[EXCERPT TO READ]:
# Tiny Terries and More



## ShamaMama (Jul 27, 2015)

A hot topic at today's HF virtual play date was hair accessories. Later, I'll post the three types of clips we put in Shama's hair in this thread. This is a reminder to EvaE1izabeth and krandall to post what hairbands they like ... Thanks! What hair accessories do the rest of you like?


----------



## krandall (Jun 11, 2009)

This is the ONLY brand I've found that I like: https://smile.amazon.com/Goody-Ouch...d=1&keywords=Tiny+Terry&qid=1590347341&sr=8-2


----------



## KarMar (Jan 14, 2016)

If I'm using reusable bands, I use exactly what Karen posted. Otherwise I just use whatever grooming bands I have at the moment and snip, toss, and redo every couple days


----------



## EvaE1izabeth (Nov 14, 2017)

These are my new favorites. I'm pretty sure they're bigger than the "baby" terry bands, so maybe not for ultra fine coats. I think because they're bigger they wrap more times so they're secure, but since they're nylon they aren't heavy. I love them because they are the same color as his hair, and a lot of the time I just want to see his face, but the hair style.

Before that I used tiny clear "no damage" bands, but last time they were out of clear and the black ones I purchased caused a lot of breakage.

I keep pasting the link wrong, hopefully it works this time.


----------



## ShamaMama (Jul 27, 2015)

Thanks, all! EvaE1izabeth, your link worked.





 DH thinks these stay in her fine hair the best.

I think 



.

I rarely use the bows now. The clips are easier. I do want to try those terry cloth bands, however ...


----------



## krandall (Jun 11, 2009)

KarMar said:


> If I'm using reusable bands, I use exactly what Karen posted. Otherwise I just use whatever grooming bands I have at the moment and snip, toss, and redo every couple days


Me too.  I usually get the regular ones at dog shows so I am sure I am getting the size I like. It can be hard to tell when ordering online.

...And I get Panda' "cute, girlie" bows on Amazon. I think they are really for Shih Tzus. (but I don't tell her that  )


----------



## krandall (Jun 11, 2009)

EvaE1izabeth said:


> https://www.amazon.com/dp/B07XYGGGNM/ref=cm_sw_r_cp_api_i_PfUYEb58NE7DR
> 
> These are my new favorites. I'm pretty sure they're bigger than the "baby" terry bands, so maybe not for ultra fine coats. I think because they're bigger they wrap more times so they're secure, but since they're nylon they aren't heavy. I love them because they are the same color as his hair, and a lot of the time I just want to see his face, but the hair style.
> 
> ...


I just bought some of the black ones to try on Panda. I THINK they will be too big (long) for her, because her coat is a LOT finer than Sundance's. But it's always worth a try!!! They're cheap!


----------



## stephsu (Apr 27, 2020)

So I first said I wanted a male puppy. Then I said I'd take either if it was the right personality. Now reading this and looking at the pics of the females with bows makes me want a female!!


----------



## ShamaMama (Jul 27, 2015)

[EXERCISE AIM]: Copy the hair accessories thread word for word, from "I just bought" up to and including "try!!! They're cheap!".

[DATASET CONTENT]:
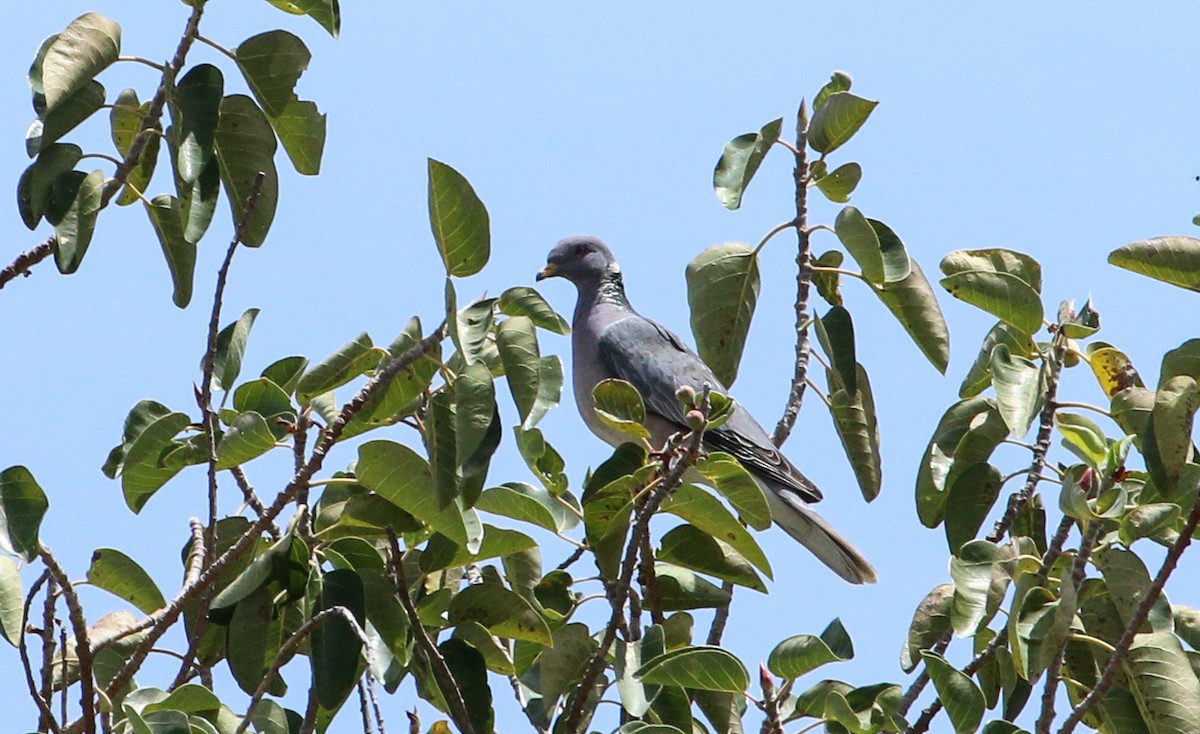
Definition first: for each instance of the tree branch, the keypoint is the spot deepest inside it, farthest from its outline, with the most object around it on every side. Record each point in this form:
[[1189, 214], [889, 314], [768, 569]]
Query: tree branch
[[438, 663], [154, 114], [83, 649], [803, 280], [1108, 677], [678, 463], [288, 649]]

[ANSWER TO THE EXERCISE]:
I just bought some of the black ones to try on Panda. I THINK they will be too big (long) for her, because her coat is a LOT finer than Sundance's. But it's always worth a try!!! They're cheap!